_YOUR TASK:_
From the first line of the material below through the line containing "like [58, 275].", print every line exactly as it stands, but no pictures.
*** Opening of INPUT FOR THIS TASK ***
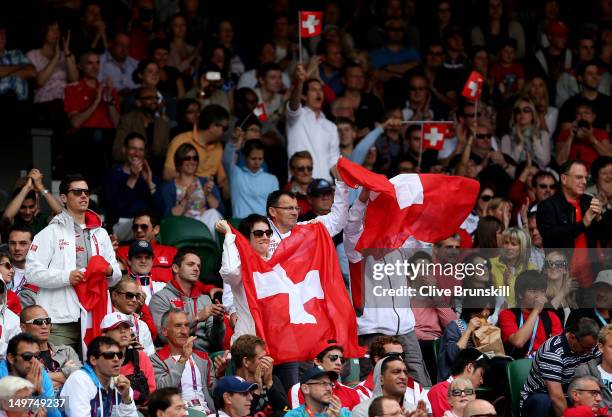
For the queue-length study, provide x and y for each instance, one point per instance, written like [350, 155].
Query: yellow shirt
[210, 156]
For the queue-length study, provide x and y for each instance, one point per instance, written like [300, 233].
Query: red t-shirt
[79, 96]
[508, 326]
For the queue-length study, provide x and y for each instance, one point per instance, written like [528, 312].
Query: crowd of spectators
[211, 116]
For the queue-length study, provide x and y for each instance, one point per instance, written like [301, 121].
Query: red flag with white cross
[433, 135]
[473, 86]
[311, 24]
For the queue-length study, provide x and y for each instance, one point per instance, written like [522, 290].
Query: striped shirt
[554, 361]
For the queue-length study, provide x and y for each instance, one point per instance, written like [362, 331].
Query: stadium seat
[517, 372]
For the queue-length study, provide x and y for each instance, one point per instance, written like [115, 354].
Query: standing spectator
[55, 68]
[249, 185]
[527, 136]
[24, 207]
[15, 71]
[554, 366]
[58, 255]
[179, 364]
[190, 295]
[128, 187]
[307, 127]
[117, 65]
[572, 219]
[90, 387]
[60, 361]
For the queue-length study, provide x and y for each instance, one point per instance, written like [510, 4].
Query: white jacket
[52, 257]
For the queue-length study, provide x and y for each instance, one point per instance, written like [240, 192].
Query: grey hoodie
[414, 393]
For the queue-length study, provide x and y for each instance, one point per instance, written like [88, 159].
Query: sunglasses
[334, 358]
[519, 110]
[79, 192]
[260, 233]
[39, 321]
[460, 392]
[136, 227]
[111, 355]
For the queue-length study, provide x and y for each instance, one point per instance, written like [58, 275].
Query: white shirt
[317, 135]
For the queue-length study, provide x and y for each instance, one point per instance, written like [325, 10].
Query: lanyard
[535, 329]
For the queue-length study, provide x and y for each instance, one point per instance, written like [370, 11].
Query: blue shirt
[301, 412]
[384, 56]
[249, 189]
[47, 387]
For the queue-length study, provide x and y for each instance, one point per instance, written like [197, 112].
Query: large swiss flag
[297, 298]
[429, 207]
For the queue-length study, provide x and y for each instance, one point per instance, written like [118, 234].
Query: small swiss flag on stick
[473, 86]
[434, 135]
[311, 24]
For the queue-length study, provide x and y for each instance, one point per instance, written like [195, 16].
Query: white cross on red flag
[473, 86]
[433, 135]
[311, 24]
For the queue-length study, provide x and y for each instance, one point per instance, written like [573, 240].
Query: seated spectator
[16, 71]
[514, 259]
[469, 364]
[582, 139]
[140, 263]
[601, 368]
[10, 321]
[147, 119]
[233, 396]
[90, 387]
[24, 207]
[189, 194]
[527, 136]
[507, 74]
[178, 364]
[554, 366]
[186, 292]
[460, 393]
[390, 379]
[117, 65]
[301, 167]
[249, 185]
[125, 299]
[212, 123]
[60, 361]
[136, 365]
[145, 227]
[330, 359]
[527, 326]
[316, 385]
[475, 312]
[584, 392]
[128, 187]
[253, 365]
[21, 361]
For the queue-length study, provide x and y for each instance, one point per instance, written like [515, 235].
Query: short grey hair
[11, 385]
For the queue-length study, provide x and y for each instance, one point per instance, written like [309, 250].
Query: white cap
[114, 319]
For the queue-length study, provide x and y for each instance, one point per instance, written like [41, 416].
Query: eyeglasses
[303, 169]
[288, 208]
[334, 358]
[111, 355]
[40, 321]
[460, 392]
[136, 227]
[519, 110]
[260, 233]
[128, 295]
[79, 192]
[27, 356]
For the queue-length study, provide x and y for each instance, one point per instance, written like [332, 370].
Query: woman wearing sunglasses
[527, 136]
[256, 229]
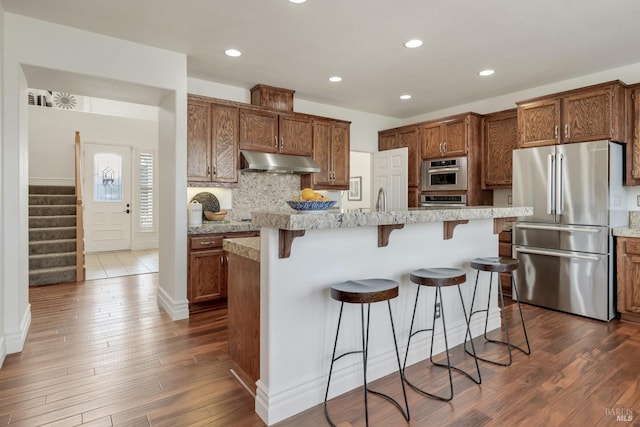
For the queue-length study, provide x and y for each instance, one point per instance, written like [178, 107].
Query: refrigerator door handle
[557, 228]
[556, 254]
[550, 184]
[560, 185]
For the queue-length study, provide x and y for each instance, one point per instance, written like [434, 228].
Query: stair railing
[79, 213]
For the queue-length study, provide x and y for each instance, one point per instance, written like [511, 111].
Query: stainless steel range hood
[254, 161]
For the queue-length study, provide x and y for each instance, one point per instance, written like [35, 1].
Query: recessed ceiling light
[413, 43]
[232, 52]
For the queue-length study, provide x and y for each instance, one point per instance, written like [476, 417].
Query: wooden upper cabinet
[198, 141]
[387, 139]
[499, 139]
[269, 132]
[258, 131]
[633, 149]
[224, 143]
[446, 138]
[296, 135]
[340, 149]
[212, 142]
[331, 147]
[586, 114]
[539, 123]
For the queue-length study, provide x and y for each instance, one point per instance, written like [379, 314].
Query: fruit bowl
[311, 205]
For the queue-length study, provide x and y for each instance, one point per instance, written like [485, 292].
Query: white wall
[146, 72]
[52, 135]
[360, 165]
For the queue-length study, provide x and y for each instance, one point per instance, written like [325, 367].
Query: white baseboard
[3, 350]
[68, 182]
[15, 340]
[275, 406]
[175, 310]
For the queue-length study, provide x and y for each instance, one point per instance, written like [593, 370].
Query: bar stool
[363, 292]
[498, 265]
[439, 278]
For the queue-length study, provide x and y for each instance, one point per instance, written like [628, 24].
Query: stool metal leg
[438, 298]
[365, 355]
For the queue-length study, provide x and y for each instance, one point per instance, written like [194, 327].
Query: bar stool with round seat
[439, 278]
[498, 265]
[365, 292]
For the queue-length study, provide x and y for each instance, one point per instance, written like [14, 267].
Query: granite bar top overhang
[291, 220]
[247, 247]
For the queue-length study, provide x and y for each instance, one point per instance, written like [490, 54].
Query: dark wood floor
[101, 353]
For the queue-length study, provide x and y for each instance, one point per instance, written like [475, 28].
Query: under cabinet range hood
[254, 161]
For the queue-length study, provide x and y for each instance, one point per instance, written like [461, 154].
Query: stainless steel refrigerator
[566, 248]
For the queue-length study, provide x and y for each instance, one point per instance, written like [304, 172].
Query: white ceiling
[298, 46]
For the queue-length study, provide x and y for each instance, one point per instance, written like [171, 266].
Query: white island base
[299, 317]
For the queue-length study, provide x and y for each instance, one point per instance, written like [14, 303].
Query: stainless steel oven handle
[557, 228]
[444, 170]
[556, 254]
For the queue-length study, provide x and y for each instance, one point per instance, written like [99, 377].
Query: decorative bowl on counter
[311, 205]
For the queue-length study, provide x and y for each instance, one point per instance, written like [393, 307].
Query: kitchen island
[303, 254]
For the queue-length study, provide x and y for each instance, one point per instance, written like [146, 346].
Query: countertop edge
[328, 220]
[247, 247]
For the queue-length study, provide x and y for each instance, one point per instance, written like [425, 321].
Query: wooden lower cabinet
[244, 318]
[628, 263]
[207, 270]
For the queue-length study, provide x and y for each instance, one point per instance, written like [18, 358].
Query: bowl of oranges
[310, 201]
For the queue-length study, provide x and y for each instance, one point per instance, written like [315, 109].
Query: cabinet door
[387, 140]
[321, 153]
[224, 143]
[340, 155]
[198, 141]
[207, 275]
[258, 131]
[455, 138]
[539, 123]
[296, 135]
[432, 139]
[635, 108]
[587, 116]
[408, 137]
[500, 138]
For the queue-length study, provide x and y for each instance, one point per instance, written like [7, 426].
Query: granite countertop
[226, 226]
[291, 220]
[248, 247]
[633, 230]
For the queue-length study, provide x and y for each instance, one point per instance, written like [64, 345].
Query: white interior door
[107, 197]
[391, 172]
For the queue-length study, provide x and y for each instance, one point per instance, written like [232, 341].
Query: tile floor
[102, 265]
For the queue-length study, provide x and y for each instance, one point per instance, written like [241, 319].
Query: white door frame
[107, 225]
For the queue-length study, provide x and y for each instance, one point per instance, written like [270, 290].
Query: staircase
[52, 234]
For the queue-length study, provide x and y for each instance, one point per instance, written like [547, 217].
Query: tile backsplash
[262, 191]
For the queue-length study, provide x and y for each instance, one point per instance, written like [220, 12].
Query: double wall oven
[448, 178]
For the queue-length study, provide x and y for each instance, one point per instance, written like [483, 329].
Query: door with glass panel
[107, 197]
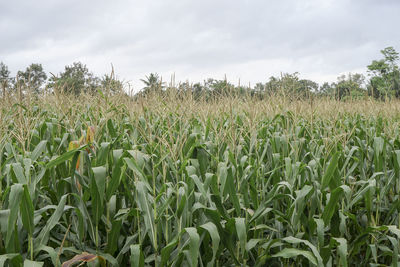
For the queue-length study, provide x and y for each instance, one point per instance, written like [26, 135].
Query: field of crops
[184, 183]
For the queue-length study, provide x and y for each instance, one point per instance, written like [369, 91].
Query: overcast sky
[250, 40]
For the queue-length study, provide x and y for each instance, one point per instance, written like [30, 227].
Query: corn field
[108, 182]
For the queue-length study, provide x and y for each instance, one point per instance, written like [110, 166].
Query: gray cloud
[251, 40]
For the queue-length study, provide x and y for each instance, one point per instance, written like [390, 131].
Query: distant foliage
[76, 79]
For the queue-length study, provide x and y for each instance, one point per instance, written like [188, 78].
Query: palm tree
[153, 83]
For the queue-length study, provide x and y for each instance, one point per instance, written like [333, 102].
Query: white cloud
[250, 40]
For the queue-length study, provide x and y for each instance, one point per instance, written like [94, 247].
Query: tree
[153, 83]
[350, 85]
[111, 84]
[385, 75]
[76, 79]
[289, 84]
[32, 78]
[4, 77]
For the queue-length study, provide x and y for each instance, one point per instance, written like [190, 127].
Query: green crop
[122, 184]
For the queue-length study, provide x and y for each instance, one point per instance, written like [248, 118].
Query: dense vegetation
[230, 182]
[383, 83]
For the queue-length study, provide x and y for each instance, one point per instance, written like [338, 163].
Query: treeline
[383, 82]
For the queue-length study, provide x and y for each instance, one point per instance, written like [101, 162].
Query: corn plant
[161, 187]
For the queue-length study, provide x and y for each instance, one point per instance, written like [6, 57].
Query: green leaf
[294, 252]
[342, 250]
[64, 157]
[28, 263]
[213, 231]
[194, 245]
[330, 170]
[39, 149]
[27, 211]
[44, 234]
[14, 203]
[137, 259]
[241, 232]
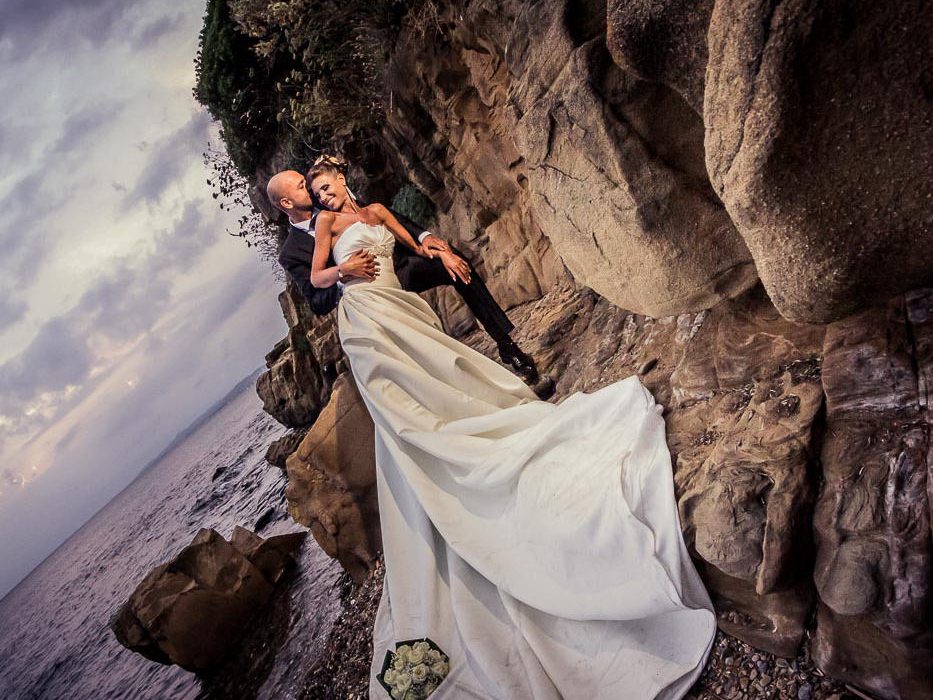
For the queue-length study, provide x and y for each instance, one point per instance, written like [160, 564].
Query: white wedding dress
[538, 545]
*** Close of INPUT FOR THIS TASK ***
_RESULT FOR THIS EXERCISE:_
For the queue-length study, provide x and y for each instance, one point per instance, written like [350, 155].
Query: yellow shirt
[210, 156]
For the queue-length study, provide x and y for each instance, one point per instance, written like [300, 233].
Query: red t-shirt
[79, 96]
[508, 326]
For the queue-length study, provide x and y for each instance, one point per instance, written like [528, 312].
Query: crowd of spectators
[211, 116]
For the queue-length study, provide x and y for each instance, one point per instance, written like [301, 121].
Query: red flag with white cross
[433, 135]
[473, 86]
[311, 24]
For the queue-length study, provide x and y for each instance, one point per instance, written like [522, 290].
Query: striped shirt
[554, 361]
For the queue-length study, provide x and y for each instance, one point per instance, written like [362, 331].
Query: stadium seat
[517, 372]
For the queue-length study, provide x and y for each instance, one point per instance, written like [115, 354].
Query: standing spectator
[55, 68]
[249, 185]
[527, 136]
[24, 207]
[15, 71]
[554, 366]
[58, 255]
[179, 364]
[190, 295]
[128, 187]
[307, 127]
[117, 65]
[572, 219]
[90, 387]
[60, 361]
For the queue-length study, provide x and y for each instance, one point per instance, written like [510, 4].
Query: white jacket
[52, 257]
For the queue-length study, provide x and y for each instance, one point per instance, written like [240, 192].
Query: grey hoodie
[414, 393]
For the queue-length study, provide x and y for each instance, one point per instance, written like [88, 159].
Query: sunglasses
[334, 358]
[519, 110]
[79, 192]
[260, 233]
[39, 321]
[460, 392]
[136, 227]
[111, 355]
For the queue-length study, provide x and y for each instance, one point per instance, written like [58, 275].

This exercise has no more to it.